## Prompt
All pictures must be dropped, while the entries are given again word for word.

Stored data
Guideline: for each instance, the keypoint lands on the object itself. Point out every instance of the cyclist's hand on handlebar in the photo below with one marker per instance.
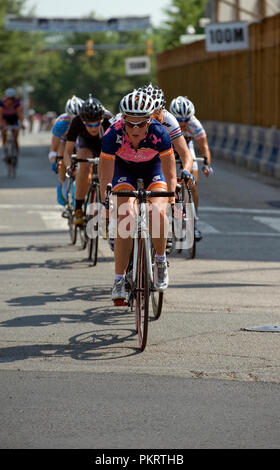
(207, 170)
(188, 177)
(54, 166)
(70, 170)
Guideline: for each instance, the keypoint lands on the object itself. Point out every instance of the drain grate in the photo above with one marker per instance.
(274, 203)
(264, 328)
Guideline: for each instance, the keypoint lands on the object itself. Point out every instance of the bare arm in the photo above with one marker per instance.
(168, 166)
(1, 117)
(20, 114)
(54, 148)
(105, 175)
(204, 148)
(182, 149)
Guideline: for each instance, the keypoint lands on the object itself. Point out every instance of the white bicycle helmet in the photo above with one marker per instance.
(137, 103)
(182, 108)
(156, 93)
(73, 106)
(10, 93)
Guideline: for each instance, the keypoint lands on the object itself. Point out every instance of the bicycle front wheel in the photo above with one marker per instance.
(142, 294)
(94, 199)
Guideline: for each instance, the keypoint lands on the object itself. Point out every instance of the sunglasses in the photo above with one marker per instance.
(140, 124)
(182, 120)
(92, 124)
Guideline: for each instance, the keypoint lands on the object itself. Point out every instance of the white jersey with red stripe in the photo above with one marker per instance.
(171, 125)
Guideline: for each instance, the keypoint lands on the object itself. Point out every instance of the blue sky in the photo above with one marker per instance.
(103, 8)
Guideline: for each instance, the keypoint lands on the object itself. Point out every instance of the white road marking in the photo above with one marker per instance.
(31, 206)
(239, 210)
(272, 222)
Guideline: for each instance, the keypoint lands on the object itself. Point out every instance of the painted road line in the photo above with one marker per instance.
(31, 206)
(272, 222)
(52, 219)
(239, 210)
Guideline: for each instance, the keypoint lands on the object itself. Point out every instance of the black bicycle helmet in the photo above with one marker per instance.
(92, 110)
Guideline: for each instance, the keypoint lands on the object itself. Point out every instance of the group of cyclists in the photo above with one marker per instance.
(11, 114)
(141, 141)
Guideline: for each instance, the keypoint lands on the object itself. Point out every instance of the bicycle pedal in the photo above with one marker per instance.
(120, 303)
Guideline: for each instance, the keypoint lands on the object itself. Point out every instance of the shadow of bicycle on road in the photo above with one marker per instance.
(112, 342)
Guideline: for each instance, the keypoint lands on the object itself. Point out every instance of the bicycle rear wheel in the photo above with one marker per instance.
(94, 198)
(157, 297)
(70, 207)
(142, 286)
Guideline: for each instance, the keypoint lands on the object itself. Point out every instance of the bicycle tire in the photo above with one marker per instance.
(191, 252)
(94, 198)
(70, 207)
(72, 229)
(156, 296)
(142, 294)
(83, 236)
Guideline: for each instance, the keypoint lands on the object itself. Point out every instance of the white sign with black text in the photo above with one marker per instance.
(137, 65)
(226, 36)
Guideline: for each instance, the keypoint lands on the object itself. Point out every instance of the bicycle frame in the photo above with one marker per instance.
(141, 285)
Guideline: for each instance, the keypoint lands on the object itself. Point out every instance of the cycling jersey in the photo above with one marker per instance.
(171, 125)
(116, 142)
(194, 131)
(61, 126)
(78, 128)
(131, 164)
(10, 115)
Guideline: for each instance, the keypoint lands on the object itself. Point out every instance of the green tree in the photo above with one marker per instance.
(18, 50)
(181, 14)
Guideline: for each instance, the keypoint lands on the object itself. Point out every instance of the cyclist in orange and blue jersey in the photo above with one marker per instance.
(137, 146)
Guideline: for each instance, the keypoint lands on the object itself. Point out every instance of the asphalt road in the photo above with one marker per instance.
(71, 373)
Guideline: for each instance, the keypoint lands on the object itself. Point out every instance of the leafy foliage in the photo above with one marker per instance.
(42, 60)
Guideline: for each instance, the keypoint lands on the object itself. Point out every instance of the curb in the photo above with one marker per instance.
(256, 148)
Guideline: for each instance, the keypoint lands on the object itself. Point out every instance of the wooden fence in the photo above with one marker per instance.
(237, 86)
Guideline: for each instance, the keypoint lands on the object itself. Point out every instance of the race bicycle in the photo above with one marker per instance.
(189, 215)
(88, 237)
(140, 272)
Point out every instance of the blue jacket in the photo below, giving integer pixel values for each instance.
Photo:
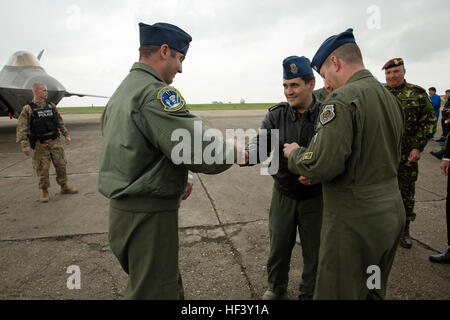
(436, 101)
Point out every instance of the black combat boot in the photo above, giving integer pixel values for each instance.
(438, 154)
(406, 241)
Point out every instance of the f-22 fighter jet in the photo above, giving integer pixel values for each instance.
(17, 78)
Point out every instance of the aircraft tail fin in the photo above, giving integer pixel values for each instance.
(40, 55)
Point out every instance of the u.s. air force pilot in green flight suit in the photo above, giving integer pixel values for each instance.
(137, 171)
(355, 155)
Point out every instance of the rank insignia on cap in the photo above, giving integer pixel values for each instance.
(328, 114)
(294, 69)
(171, 99)
(307, 156)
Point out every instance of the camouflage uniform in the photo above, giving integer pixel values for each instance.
(44, 152)
(420, 126)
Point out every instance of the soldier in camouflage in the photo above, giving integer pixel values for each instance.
(38, 128)
(420, 126)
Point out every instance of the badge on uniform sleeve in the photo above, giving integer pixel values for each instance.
(307, 156)
(171, 99)
(328, 114)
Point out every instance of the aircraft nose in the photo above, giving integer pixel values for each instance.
(51, 83)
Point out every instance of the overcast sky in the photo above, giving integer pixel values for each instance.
(238, 45)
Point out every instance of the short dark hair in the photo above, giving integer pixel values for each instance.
(308, 78)
(147, 51)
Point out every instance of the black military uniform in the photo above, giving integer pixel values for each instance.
(445, 257)
(293, 205)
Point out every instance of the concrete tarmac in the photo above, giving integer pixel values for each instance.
(224, 240)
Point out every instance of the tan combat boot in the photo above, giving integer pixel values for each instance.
(45, 196)
(65, 189)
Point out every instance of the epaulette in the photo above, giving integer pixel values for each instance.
(418, 88)
(281, 104)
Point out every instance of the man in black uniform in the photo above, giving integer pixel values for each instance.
(445, 257)
(294, 204)
(445, 122)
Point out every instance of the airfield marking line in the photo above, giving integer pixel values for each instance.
(55, 238)
(436, 194)
(236, 254)
(51, 174)
(215, 226)
(14, 164)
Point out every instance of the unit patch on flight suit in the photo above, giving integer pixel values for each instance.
(171, 99)
(307, 156)
(328, 114)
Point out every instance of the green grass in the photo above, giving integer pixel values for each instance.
(192, 107)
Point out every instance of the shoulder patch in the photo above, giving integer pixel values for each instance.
(328, 114)
(281, 104)
(308, 156)
(171, 99)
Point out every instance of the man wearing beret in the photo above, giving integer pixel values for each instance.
(294, 205)
(137, 172)
(420, 126)
(355, 155)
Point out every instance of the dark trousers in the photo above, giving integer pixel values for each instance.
(447, 209)
(285, 217)
(445, 127)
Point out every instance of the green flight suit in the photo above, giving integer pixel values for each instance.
(355, 155)
(145, 183)
(285, 216)
(321, 94)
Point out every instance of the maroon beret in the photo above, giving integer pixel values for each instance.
(393, 63)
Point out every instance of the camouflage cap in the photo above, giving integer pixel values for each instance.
(393, 63)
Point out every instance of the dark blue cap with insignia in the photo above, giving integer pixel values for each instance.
(295, 67)
(331, 44)
(164, 33)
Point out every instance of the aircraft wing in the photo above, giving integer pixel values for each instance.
(70, 94)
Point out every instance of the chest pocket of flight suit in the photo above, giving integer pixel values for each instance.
(411, 109)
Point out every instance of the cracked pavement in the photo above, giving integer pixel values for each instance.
(223, 227)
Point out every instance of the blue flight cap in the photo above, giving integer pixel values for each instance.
(164, 33)
(296, 67)
(329, 45)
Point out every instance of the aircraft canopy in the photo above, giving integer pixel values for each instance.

## Answer section
Guideline: for each instance, the keypoint lands on the object itself. Point out every instance of the cyclist's hand on handlebar in the photo below with one marker per instance.
(207, 170)
(188, 177)
(54, 166)
(70, 170)
Guideline: for each instance, the keypoint lands on the object itself. Point out every instance of the drain grate in the photo above with one marker per instance.
(274, 203)
(264, 328)
Guideline: for each instance, the keypoint lands on the object itself. Point out every instance of the bare arm in the photo above with one marker per instance.
(168, 166)
(1, 117)
(20, 114)
(54, 148)
(105, 175)
(204, 148)
(182, 149)
Guideline: for each instance, the keypoint lands on the object itself. Point out every instance of the white bicycle helmet in the photo above with one marker per instance.
(137, 103)
(182, 108)
(156, 93)
(73, 106)
(10, 93)
Guideline: for each instance, the keypoint lands on the object itself. Point out every instance of the bicycle front wheel in the photo above with one marker per instance.
(142, 294)
(94, 199)
Guideline: for each instance, the keypoint lands on the object itself. Point out every instance of the sunglasses in the photo above with one marker per instance.
(140, 124)
(182, 120)
(92, 124)
Guideline: for each instance, the keypoint lands on the object itself. Point out every instance of the white jersey with red stripe in the photo above with one marker per instance.
(171, 125)
Guideline: for each instance, the keypoint lands on the object itself. Point out every instance of the blue sky in the photo above with one marker per instance.
(103, 8)
Guideline: for each instance, the keypoint lands on the object itself. Point out every instance of the white road marking in the photo above with one marker per instance.
(31, 206)
(239, 210)
(272, 222)
Guideline: for each instance, the keypoint lands on the object itself. Point out every instance of the painted road line in the photo above with one marker per instance.
(31, 206)
(272, 222)
(52, 219)
(239, 210)
Guideline: for each instance, the keypoint lands on the object itself. Point out every instance of the black bicycle helmet in the photo above with one marker per instance.
(92, 110)
Guideline: for each instance, the keypoint lands on the object itself. Point out every instance of the group of cyclists in the photo above with one marker per instance.
(11, 114)
(141, 141)
Guideline: for each instance, the keypoint lands on the object itself. Point out every instance of the bicycle pedal in the photo above with one marker per instance.
(120, 303)
Guideline: for each instance, the keypoint lands on the object itself. Point out every instance of the shadow of bicycle on road in the photo above with one marker per instance.
(112, 342)
Guideline: for each instance, the keypoint lands on the object itself. Point out every instance of the bicycle rear wheel in the photo above with one marker per instance.
(94, 198)
(157, 297)
(70, 207)
(142, 286)
Guideline: for each instance, the keypoint lands on the object itself. Point out every instance of the bicycle tire in the photo above with one marker per instance.
(191, 252)
(94, 198)
(70, 207)
(72, 229)
(156, 296)
(142, 294)
(83, 236)
Guideline: for each instance, the keypoint lands on the object itself. Point out every instance of the white sign with black text in the photo above with one marker per instance.
(137, 65)
(226, 36)
Guideline: for each instance, the keypoint lands on the object itself. Point out every instance of the bicycle frame in the photo above with one marker per instance.
(141, 285)
Guideline: for each instance, the keypoint lands on the object itself. Point out every instance of the cycling jersey in the photo above with one marker per instance.
(171, 125)
(116, 142)
(194, 131)
(61, 126)
(78, 128)
(131, 164)
(10, 115)
Guideline: for each instance, the keypoint lands on the object itself. Point out every instance of the green tree in the photo above with one marker per instance.
(18, 50)
(181, 14)
Guideline: for each instance, the keypoint lands on the object itself. Point out every instance of the cyclist in orange and blue jersey in the photo above with one marker per instance.
(137, 146)
Guideline: for each instance, the keypoint lands on the object itself. Point out every instance of the asphalt road in the photo above with one marker per instance.
(71, 373)
Guideline: for each instance, the keypoint lands on the object itself. Point out every instance of the leafy foliage in the photo above with one marker per instance.
(42, 60)
Guideline: for each instance, the keypoint lands on the object itself. Point out every instance of the curb in the photo above with one marker per instance.
(256, 148)
Guideline: for each instance, the keypoint lands on the object itself. Point out every instance of the wooden fence in the photo above with one marker per instance.
(237, 86)
Guideline: for each instance, the keypoint lands on the object itself. Point out every instance of the race bicycle in the photo above with one marker per instance.
(189, 215)
(88, 237)
(140, 272)
Point out every instance of the blue jacket in the photo below, giving integer pixel values for each instance.
Photo:
(436, 101)
Point out every instance of the black combat boot in the photo above, giving integer pixel values for each instance.
(438, 154)
(406, 241)
Point out every instance of the f-22 fighter jet in the photo above, giving integer pixel values for each instance.
(17, 78)
Point out every instance of the aircraft tail fin in the photo above, giving integer pixel values for each instance.
(40, 55)
Point out every instance of the u.s. air force pilot in green flight suit in the photo above, giving integer pixel values for each instance.
(137, 171)
(355, 155)
Point out every instance of the rank insignia on cap in the photo above, giving integer pixel values for each instance.
(328, 114)
(294, 69)
(171, 99)
(307, 156)
Point out every instance of the camouflage uniform in the photo above, giving integer pixel values for each instance.
(44, 152)
(420, 126)
Point out every instance of the soldier in camouflage in the photo above, giving integer pixel values for each instance.
(38, 128)
(420, 126)
Point out every instance of the badge on uniform sleeve in the photo above, giving integer pixel values for each instance.
(307, 156)
(171, 99)
(328, 114)
Point out every instance of the aircraft nose in the photo above, giving integer pixel values for each instance.
(51, 83)
Point out every instance of the overcast sky in the photo above, giving integer pixel values for each instance.
(238, 45)
Point out every instance of the short dark hair in the photo above, giving integer pixel values for each instance.
(308, 78)
(147, 51)
Point out every instance of the black military uniform in the photo above, giving integer pixel values for each instance.
(445, 257)
(293, 205)
Point out every instance of the concrete tarmac in the photo above, giving integer pixel values for each instance.
(224, 240)
Point out every instance of the tan combat boot in the photo above, giving integer pixel values for each instance.
(45, 196)
(65, 189)
Point out every instance of the epaulette in the photo above, giving integer pixel values for each instance.
(418, 88)
(281, 104)
Point out every instance of the man in black uniform in the photo above, giving integer pixel values for each instance.
(445, 257)
(294, 204)
(445, 122)
Point out every instance of the airfield marking line in the photo above, giving integer pixel values for each instance.
(55, 238)
(436, 194)
(236, 254)
(51, 174)
(215, 226)
(14, 164)
Point out every instance of the unit patch on flight suit in the photo above, giving integer pixel values for each instance.
(171, 99)
(307, 156)
(328, 114)
Point out every instance of the green grass in the photo above, giving integer pixel values for each instance.
(192, 107)
Point out every instance of the shoulder patch in the photo above, giving integer pixel values for each instance.
(328, 114)
(281, 104)
(308, 156)
(171, 99)
Point out every instance of the man wearing beret in the photo above, giving integer pixel values for each instance.
(294, 205)
(137, 172)
(420, 126)
(355, 155)
Point out every instance of the dark trousers in the photo above, giving integer pixel values for each instance.
(447, 209)
(285, 217)
(445, 127)
Point out every instance of the green flight suit in the photo above, giving integer pixel values for each instance.
(355, 155)
(145, 183)
(285, 216)
(321, 94)
Point out every instance of the maroon beret in the photo above, giving integer pixel values for each instance.
(393, 63)
Point out every instance of the camouflage cap in the photo above, giving integer pixel values for each instance.
(393, 63)
Point out every instance of the dark blue cap with insignia in the photo above, giving integer pixel values for each instance.
(295, 67)
(331, 44)
(164, 33)
Point out every instance of the aircraft wing in the photo above, giving integer pixel values for each instance.
(70, 94)
Point out every instance of the chest pocket of flight suit in the photo above, giving integer pixel values for each instance.
(411, 109)
Point out every instance of the cracked pavement in the photo above, giving integer pixel values for each instance.
(223, 227)
Point out every instance of the blue flight cap in the photo above, giving integer pixel values for each instance.
(164, 33)
(296, 67)
(329, 45)
Point out every instance of the aircraft canopy in the photo above, giving integer pixel values for each instance.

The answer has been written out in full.